Мелодраматически-надрывный привкус крови есть и в рассказе питерца Кирилла Рябова “Плевок” (“Октябрь”, № 12): семейная драма в остром, форсированном композиционном развороте. Выписанный из психушки герой по прозвищу Плевок возвращается домой. Его никто не ждет…
Сантименты с религиозной подкладкой и мистическими акцентами составляют содержание рассказа Григория Петрова “Покаяние Петра” (“Новый мир”, № 12). Поучительная история из личной жизни царя Александра II становится поводом для того, чтобы некий современный живописец переоценил приоритеты в своей жизни… Этот прозаик верен себе. Даже, пожалуй, чересчур. Обывательский быт он скрещивает с какими-то чудесными явлениями, чтобы извлечь душещипательные эффекты, а может быть, даже получить душеспасительные следствия. Это слегка напоминает рождественские истории Диккенса. Но не забирает с такой силой.
Религиозно-сентиментален и колорит повести тюменца Сергея Козлова “Зона Брока” (“Наш современник”, № 12). Дорожное приключение сводит вместе бесшабашного водилу Петровича и вроде б монаха Алексея, поповского сына, воевавшего на Кавказе, потерявшего там голос и возвращающегося теперь (в монастырь?) с похорон отца. По ходу дела возникают спившиеся крестьяне, наладивший в деревне крепкое хозяйство армянин, какие-то мусульманского происхождения гопники… Петрович признает авторитет немого монаха-воина. В целом идеология повести понятна, но банальна. Да и вообще автор тяготеет к простым решениям и слишком любит дидактический нажим. То, что у Гуцко является предметом осмысления, у Козлова становится лишь поводом для апологии.
Более умело сочетает прозу жизни и сентиментально-религиозные материи Майя Кучерская в рассказе “Кукуша” (“Знамя”, № 10). Героиня навещает беспутного друга, и это становится в итоге поводом к христианским прощенью и радости. Тонкая, чуткая вещь.
────────────────────────────────────────
→ ОБЯЗАТЕЛЬНЫЕ ЗАДАНИЯ:
A. Повторите часть фрагмента о журнальной прозе: начните со слов "Более умело сочетает" и остановитесь после слов "Тонкая, чуткая вещь.".
B. Переименуйте "Output" в "Result" в строках данных: начните со строки, где есть "jacket with red", и остановитесь после строки с "370 155 630 452". Выведите только эти строки, больше ничего в них не меняя.
────────────────────────────────────────
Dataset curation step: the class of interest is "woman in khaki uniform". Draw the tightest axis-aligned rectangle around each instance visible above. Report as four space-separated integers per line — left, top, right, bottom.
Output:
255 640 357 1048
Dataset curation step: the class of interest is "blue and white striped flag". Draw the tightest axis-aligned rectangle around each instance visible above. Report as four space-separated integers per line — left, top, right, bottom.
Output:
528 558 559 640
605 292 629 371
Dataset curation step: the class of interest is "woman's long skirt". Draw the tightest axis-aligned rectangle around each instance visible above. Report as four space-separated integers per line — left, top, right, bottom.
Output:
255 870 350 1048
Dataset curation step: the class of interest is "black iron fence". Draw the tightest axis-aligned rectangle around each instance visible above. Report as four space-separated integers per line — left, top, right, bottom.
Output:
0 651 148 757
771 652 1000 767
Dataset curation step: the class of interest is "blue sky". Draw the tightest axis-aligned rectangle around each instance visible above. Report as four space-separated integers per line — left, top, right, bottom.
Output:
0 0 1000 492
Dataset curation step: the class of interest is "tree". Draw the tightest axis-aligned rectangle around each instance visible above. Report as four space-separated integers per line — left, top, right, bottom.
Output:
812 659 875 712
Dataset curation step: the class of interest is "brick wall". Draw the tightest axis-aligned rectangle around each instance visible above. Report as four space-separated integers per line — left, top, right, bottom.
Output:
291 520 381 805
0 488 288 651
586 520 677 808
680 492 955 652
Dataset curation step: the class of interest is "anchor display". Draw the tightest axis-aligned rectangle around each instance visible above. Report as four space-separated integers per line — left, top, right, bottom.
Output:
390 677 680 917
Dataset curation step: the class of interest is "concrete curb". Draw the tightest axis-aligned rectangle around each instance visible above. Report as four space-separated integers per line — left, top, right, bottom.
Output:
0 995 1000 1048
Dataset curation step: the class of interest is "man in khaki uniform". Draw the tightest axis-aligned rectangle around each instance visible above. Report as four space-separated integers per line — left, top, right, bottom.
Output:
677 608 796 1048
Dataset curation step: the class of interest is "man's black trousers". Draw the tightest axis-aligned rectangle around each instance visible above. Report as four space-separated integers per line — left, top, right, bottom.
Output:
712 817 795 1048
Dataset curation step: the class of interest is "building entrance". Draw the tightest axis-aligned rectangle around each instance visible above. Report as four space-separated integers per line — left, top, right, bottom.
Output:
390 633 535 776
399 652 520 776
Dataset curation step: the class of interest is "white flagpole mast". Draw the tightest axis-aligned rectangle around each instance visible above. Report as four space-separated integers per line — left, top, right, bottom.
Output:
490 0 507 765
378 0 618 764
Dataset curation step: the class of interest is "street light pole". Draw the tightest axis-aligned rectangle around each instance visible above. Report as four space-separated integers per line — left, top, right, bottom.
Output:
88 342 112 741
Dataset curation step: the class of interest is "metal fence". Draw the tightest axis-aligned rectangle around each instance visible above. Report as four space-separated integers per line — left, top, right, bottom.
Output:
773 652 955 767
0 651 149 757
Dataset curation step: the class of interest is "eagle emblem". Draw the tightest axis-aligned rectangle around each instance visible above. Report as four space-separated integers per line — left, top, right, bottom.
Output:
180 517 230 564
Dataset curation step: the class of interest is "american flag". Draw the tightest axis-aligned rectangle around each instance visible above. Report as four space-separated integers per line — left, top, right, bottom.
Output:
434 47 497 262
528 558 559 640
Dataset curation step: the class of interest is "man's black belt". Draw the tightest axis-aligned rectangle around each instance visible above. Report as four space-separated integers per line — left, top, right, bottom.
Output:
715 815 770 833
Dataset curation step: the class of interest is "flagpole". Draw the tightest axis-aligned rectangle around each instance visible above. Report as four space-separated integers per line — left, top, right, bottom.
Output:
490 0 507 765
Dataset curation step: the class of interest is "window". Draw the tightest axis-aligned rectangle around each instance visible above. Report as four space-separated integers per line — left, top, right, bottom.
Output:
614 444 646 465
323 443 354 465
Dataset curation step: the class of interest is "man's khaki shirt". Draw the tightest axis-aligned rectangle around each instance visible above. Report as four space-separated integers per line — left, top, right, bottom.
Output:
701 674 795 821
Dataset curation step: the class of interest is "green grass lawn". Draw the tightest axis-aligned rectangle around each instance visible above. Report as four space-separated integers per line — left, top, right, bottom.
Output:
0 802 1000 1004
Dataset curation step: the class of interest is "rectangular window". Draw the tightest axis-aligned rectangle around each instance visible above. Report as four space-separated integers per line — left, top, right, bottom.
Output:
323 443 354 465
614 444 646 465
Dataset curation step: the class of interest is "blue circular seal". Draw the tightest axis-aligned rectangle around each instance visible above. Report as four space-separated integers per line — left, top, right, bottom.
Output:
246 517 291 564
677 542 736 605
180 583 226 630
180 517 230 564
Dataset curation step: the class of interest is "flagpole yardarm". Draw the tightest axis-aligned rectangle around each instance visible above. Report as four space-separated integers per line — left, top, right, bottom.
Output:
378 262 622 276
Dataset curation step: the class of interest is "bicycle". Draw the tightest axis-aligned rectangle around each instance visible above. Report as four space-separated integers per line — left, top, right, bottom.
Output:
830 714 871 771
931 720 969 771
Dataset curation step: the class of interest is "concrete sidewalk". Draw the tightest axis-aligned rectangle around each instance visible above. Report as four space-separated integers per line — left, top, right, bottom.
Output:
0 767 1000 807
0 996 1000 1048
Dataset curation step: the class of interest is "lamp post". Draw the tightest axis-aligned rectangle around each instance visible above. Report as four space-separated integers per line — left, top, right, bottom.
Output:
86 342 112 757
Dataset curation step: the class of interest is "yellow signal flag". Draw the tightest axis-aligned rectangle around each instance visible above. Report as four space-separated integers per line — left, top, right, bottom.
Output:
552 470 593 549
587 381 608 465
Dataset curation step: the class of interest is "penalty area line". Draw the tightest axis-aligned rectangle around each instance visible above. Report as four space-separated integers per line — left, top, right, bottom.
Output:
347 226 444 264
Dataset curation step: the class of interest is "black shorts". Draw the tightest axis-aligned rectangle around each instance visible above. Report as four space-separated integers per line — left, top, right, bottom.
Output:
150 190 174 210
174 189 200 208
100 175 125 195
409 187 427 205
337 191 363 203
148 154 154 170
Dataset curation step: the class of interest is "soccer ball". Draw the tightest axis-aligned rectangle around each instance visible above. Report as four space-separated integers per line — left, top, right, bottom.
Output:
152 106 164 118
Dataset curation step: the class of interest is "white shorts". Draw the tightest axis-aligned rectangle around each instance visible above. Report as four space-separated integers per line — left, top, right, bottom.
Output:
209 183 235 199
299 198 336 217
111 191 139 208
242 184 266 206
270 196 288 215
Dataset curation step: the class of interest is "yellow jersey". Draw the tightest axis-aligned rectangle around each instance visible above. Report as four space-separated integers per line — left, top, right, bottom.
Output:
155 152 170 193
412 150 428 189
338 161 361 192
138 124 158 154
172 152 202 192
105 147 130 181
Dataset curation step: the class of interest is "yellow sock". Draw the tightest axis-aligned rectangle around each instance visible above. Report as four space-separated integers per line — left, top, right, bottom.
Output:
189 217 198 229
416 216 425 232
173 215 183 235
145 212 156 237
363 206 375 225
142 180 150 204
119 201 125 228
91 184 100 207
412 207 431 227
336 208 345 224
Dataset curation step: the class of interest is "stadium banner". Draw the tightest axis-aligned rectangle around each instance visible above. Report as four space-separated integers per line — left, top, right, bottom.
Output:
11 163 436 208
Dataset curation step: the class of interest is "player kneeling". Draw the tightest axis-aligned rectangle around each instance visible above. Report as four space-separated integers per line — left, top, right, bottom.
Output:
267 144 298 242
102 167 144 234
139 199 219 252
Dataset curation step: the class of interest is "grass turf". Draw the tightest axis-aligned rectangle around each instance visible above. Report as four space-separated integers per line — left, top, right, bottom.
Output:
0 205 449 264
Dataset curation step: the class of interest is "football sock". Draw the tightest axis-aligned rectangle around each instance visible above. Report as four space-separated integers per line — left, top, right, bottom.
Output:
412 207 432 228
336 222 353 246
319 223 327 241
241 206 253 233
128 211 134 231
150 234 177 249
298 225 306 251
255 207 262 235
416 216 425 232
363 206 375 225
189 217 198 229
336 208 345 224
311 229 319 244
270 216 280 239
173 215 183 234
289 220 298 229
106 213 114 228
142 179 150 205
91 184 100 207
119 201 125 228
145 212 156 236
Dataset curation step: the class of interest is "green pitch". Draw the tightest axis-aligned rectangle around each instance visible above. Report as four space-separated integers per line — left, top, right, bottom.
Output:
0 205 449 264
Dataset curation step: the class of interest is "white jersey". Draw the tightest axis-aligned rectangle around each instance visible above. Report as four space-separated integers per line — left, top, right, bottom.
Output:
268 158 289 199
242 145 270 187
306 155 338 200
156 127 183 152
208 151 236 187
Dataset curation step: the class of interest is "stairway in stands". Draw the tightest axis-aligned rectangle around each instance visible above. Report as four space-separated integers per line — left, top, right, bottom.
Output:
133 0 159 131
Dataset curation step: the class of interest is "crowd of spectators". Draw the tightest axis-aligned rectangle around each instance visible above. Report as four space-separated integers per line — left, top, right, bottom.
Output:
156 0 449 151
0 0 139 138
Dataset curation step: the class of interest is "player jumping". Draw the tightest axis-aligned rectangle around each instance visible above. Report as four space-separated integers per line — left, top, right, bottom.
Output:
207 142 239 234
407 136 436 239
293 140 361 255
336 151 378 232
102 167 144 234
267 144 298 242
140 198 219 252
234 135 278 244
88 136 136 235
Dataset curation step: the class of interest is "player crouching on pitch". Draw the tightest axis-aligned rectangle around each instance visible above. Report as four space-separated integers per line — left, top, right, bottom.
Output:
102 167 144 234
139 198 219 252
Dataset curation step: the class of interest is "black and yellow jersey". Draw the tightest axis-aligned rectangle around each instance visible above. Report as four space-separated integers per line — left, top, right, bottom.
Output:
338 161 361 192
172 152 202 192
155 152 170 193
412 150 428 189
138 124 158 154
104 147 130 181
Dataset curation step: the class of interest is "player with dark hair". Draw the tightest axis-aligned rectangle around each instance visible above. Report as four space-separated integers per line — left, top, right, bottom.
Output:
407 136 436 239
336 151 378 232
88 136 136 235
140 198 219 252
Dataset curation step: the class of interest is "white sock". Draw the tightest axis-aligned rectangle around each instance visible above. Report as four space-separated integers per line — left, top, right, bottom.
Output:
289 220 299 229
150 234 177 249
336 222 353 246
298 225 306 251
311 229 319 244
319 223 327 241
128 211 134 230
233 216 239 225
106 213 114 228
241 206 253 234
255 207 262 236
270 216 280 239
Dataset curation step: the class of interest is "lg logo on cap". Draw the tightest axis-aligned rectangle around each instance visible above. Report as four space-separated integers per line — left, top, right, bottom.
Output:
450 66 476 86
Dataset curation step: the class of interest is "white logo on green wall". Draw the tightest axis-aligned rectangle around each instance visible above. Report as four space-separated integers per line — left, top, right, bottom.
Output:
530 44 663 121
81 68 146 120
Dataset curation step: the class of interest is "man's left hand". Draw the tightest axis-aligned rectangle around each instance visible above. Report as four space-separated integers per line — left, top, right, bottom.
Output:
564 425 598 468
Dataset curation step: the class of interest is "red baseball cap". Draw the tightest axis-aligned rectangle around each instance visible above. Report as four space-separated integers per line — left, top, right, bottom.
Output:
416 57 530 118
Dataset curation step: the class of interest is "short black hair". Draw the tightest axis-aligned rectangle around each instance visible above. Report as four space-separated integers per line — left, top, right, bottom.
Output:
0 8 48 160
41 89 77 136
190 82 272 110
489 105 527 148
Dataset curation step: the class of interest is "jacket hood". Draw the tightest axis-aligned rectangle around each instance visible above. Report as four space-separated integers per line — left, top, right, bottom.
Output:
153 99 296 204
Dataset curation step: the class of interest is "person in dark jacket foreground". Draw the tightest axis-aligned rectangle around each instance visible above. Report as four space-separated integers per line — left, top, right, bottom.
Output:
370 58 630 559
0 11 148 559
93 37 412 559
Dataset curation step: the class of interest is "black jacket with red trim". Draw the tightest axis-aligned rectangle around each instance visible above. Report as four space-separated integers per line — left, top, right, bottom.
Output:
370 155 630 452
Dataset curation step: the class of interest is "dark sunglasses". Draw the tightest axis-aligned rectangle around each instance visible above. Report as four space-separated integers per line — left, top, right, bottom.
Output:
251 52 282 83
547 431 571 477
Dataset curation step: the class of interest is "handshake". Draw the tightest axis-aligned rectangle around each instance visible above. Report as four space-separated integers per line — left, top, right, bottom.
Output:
────────────────────────────────────────
→ ПОЛНЫЕ ОТВЕТЫ:
A.
Более умело сочетает прозу жизни и сентиментально-религиозные материи Майя Кучерская в рассказе “Кукуша” (“Знамя”, № 10). Героиня навещает беспутного друга, и это становится в итоге поводом к христианским прощенью и радости. Тонкая, чуткая вещь.

B.
Dataset curation step: the class of interest is "black jacket with red trim". Draw the tightest axis-aligned rectangle around each instance visible above. Report as four space-separated integers per line — left, top, right, bottom.
Result:
370 155 630 452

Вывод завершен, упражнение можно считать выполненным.